**Short exercise:** Give back each entry unchanged, minus pictures.

**Dataset rows:**
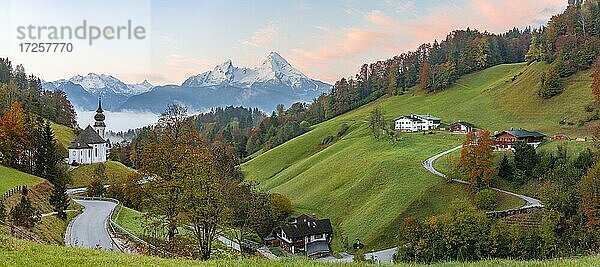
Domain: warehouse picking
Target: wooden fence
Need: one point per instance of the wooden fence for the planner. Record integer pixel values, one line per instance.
(12, 191)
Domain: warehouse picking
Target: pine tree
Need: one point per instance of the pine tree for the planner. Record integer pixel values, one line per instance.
(505, 170)
(46, 155)
(596, 80)
(475, 160)
(377, 122)
(2, 213)
(525, 157)
(60, 199)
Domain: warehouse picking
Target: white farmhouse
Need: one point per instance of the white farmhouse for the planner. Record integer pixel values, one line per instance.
(91, 146)
(415, 123)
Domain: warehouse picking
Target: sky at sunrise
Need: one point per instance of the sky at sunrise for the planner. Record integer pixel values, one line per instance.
(325, 40)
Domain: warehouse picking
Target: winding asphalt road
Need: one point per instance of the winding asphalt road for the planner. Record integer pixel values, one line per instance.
(387, 255)
(88, 230)
(428, 164)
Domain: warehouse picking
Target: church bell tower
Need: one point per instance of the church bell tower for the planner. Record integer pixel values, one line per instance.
(99, 125)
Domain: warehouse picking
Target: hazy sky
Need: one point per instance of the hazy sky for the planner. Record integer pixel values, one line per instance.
(324, 39)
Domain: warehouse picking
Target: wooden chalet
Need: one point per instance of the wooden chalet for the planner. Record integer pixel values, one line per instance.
(305, 235)
(462, 127)
(505, 141)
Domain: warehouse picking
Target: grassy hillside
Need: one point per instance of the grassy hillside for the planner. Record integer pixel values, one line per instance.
(15, 252)
(10, 178)
(63, 134)
(131, 220)
(366, 186)
(82, 176)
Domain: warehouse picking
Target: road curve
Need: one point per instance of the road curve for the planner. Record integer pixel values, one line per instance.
(428, 164)
(88, 230)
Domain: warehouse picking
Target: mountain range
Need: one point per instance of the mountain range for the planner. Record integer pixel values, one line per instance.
(273, 82)
(83, 91)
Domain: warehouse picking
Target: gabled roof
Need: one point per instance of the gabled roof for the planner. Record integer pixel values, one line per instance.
(415, 117)
(429, 117)
(464, 123)
(408, 118)
(317, 247)
(306, 225)
(85, 138)
(521, 133)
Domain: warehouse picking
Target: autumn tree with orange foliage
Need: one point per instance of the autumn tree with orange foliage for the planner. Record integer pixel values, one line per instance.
(596, 80)
(476, 159)
(590, 197)
(12, 134)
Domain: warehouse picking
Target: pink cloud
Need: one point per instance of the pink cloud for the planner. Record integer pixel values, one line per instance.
(261, 37)
(382, 37)
(378, 18)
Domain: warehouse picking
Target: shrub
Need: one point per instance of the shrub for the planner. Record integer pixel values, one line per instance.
(24, 214)
(486, 199)
(327, 140)
(343, 130)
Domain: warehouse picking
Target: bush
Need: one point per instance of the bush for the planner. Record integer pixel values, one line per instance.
(327, 140)
(486, 199)
(24, 214)
(343, 130)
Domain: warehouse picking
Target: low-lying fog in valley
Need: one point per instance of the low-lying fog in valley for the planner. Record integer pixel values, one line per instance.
(118, 121)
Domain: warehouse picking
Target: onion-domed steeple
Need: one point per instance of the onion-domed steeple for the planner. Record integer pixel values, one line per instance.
(99, 117)
(99, 125)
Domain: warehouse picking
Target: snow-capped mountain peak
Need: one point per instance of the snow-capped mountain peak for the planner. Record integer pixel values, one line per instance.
(103, 84)
(274, 70)
(276, 67)
(139, 88)
(96, 83)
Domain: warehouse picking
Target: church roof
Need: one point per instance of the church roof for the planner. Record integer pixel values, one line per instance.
(85, 138)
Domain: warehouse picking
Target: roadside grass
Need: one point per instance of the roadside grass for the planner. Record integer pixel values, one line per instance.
(131, 220)
(63, 134)
(83, 175)
(50, 229)
(10, 178)
(17, 252)
(365, 185)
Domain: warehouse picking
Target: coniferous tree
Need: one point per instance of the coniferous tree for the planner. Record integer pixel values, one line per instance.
(596, 80)
(377, 122)
(525, 157)
(475, 160)
(505, 170)
(46, 153)
(2, 213)
(60, 199)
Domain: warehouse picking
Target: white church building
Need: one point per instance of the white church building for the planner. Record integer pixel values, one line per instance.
(91, 145)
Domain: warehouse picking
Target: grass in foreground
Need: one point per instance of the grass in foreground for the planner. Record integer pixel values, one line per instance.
(131, 220)
(63, 134)
(83, 176)
(15, 252)
(366, 186)
(10, 178)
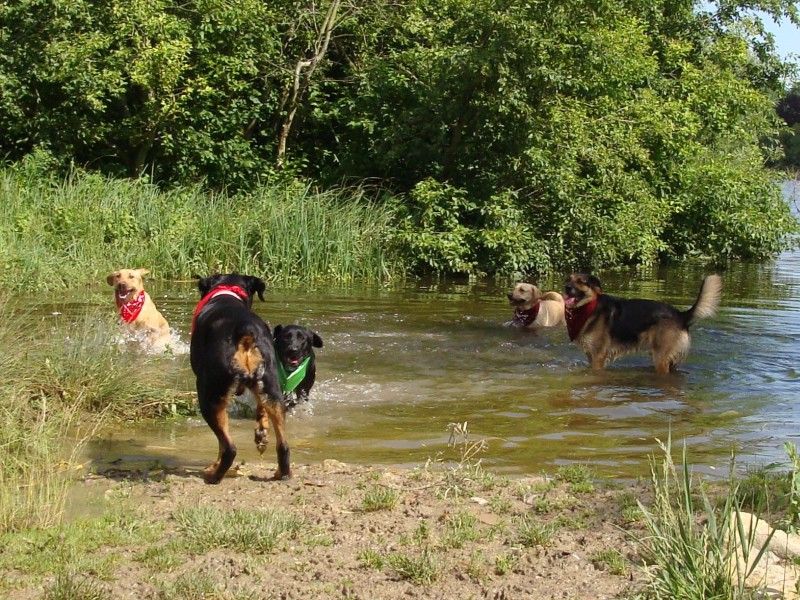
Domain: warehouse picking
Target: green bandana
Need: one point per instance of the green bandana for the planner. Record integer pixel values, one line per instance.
(292, 380)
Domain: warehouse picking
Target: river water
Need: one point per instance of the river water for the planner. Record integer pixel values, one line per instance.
(401, 363)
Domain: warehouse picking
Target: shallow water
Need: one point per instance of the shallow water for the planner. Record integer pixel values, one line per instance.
(400, 364)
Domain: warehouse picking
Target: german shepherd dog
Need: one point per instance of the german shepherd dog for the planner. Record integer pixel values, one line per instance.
(295, 345)
(607, 327)
(232, 350)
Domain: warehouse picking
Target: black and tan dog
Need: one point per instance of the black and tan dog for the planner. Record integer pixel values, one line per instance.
(607, 327)
(297, 368)
(232, 350)
(534, 309)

**The reply:**
Domain: warehouse picking
Target: wooden fence
Need: one point per instance of the wooden fence for the planner. Record integer pixel values, one line per instance.
(12, 191)
Domain: warehouse picking
Target: pine tree
Need: one point per instance of the pine tree for the planner. Record integer pixel values, one line per instance.
(505, 170)
(46, 155)
(596, 80)
(475, 160)
(377, 122)
(2, 213)
(525, 157)
(60, 199)
Domain: warehouse picking
Target: white farmhouse
Need: one point per instance of the white farmhouse for the planner. Record integer pixel values, one line per instance.
(91, 146)
(415, 123)
Domain: warehouse picking
Target: sky at sunrise
Need: one point per instance of the sky at sunrise for the planner. Record integer pixel values, one line per instance.
(325, 40)
Domain: warehouse picking
Target: winding asphalt road
Need: one point per instance of the winding asphalt road for the planner. Record integer pixel values, one line per instance.
(387, 255)
(88, 230)
(428, 164)
Domain: warehouse picking
Target: church bell tower
Need: one point per instance of the church bell tower for the planner. Record integer pixel values, one line per instance.
(99, 125)
Domain: warehouse picking
Target: hazy sky
Need: one point per instance of the hazy sky for the planner. Record integer pixel values, one line per instance.
(324, 39)
Domain: warehouse picking
Target: wooden chalet
Need: one point per instance of the wooden chalet for the planner. Record integer pixel values, one line per instance.
(305, 235)
(462, 127)
(505, 141)
Domain: warehouse picking
Target: grassy hillside
Need: one point per instance of the grassy hillside for the planner. Record integer pixel values, one line per instance.
(15, 252)
(10, 178)
(63, 134)
(131, 220)
(366, 186)
(82, 176)
Domain: warehouse picking
Target: road curve
Need: one point per instance of the road curve for the planner. Record integer pixel values, one line per instance.
(428, 164)
(88, 230)
Domain: warehouse picking
Target: mountain range
Need: one point per instance of the mountain range for the planner. Record integer pixel values, one line per instance.
(273, 82)
(83, 91)
Domain: warehouse picking
Target: gabled roof
Need: one point per instance of the gabled roof for the planner. Record integer pixel values, one line per instance.
(415, 117)
(429, 117)
(464, 123)
(408, 118)
(317, 247)
(306, 225)
(85, 138)
(521, 133)
Domain: warehouse picking
Target: autumn tree with orange foliage
Need: one point per instance of the autumn tree with orange foliage for the planner. Record integer pixel values, one line per instance.
(596, 80)
(476, 159)
(590, 197)
(12, 134)
Domain: warehouse picking
Target: pink cloud
Need: one point per instance of the pink cloud for the planner. Record integer pixel values, one line per instance.
(261, 37)
(382, 37)
(378, 18)
Domain: warehouse picking
Target: shrub
Need: one point per instance of the shrub for the planner. Record integer pixel values, one line per instance.
(24, 214)
(486, 199)
(327, 140)
(343, 130)
Domain: warehouse picking
Target: bush
Need: one point per instance of the bush for the planner. Record integer pixel values, one line per instance.
(327, 140)
(486, 199)
(24, 214)
(343, 130)
Domain: warehouse picking
Target: low-lying fog in valley
Need: one point per instance of the low-lying fog in valley for the planner. Record integer pixel values, one line per instance.
(118, 121)
Domain: warehouse picking
Target: onion-domed steeple
Need: one point per instance of the onion-domed steeple for the planner. Record integer pixel values, one line per instance.
(99, 117)
(99, 125)
Domain: warehouse picking
Target: snow-capped mountain peak
Need: one point per instance of the snow-capped mountain peak for the planner. Record integer pixel values, one line per instance.
(103, 84)
(274, 70)
(276, 67)
(139, 88)
(96, 83)
Domain: warehouse picking
Target: church roof
Need: one point per instance of the church roof for the planner. Record integer pixel values, one line per instance.
(85, 138)
Domain: warehouse picking
Target: roadside grass
Need: one point per instance of the roadside grass for the planner. Record integer pixel values, one line per instance.
(131, 220)
(63, 134)
(83, 175)
(50, 229)
(10, 178)
(17, 252)
(365, 185)
Domain: warehouse picking
Target: coniferous tree
Need: one point per instance of the coniferous tree for the planner. Record integer pixel values, one line per instance.
(596, 80)
(377, 122)
(525, 157)
(475, 160)
(505, 170)
(46, 153)
(2, 213)
(60, 199)
Domain: warehouse picking
Target: white church building
Need: one point per instance of the white church building for the planner. Record integer pixel values, one line per instance.
(91, 145)
Domain: warehouse picking
Target: grass in foreground
Need: one point per instance of the grass in foreground for the planner. Record integer pixel values, one line per instance.
(131, 220)
(63, 134)
(83, 176)
(15, 252)
(366, 186)
(10, 178)
Domain: warehouse picking
Target: green bandana
Need: one point per instance of the green bandana for the planner. Record integer pixel values, one line per instance.
(292, 380)
Domain: warehouse picking
Target: river water
Need: one point per instance of the river water for the planner. Record integer pixel values, one line per instance.
(401, 363)
Domain: warehouse picking
Target: shallow water
Need: one point per instance of the shallow water for the planner. Record integer pixel values, one line per instance.
(400, 364)
Domain: warehouse picking
Target: german shepherd dog
Need: one point per instance of the german shepherd dog for the planner. Record integer pixel values, one line per instance.
(295, 345)
(607, 327)
(232, 350)
Domain: warehouse picking
Target: black and tan dog
Need: one point per instance of the black and tan dog for the planner. Record integer pixel values, one line per instance.
(607, 327)
(297, 368)
(232, 350)
(534, 309)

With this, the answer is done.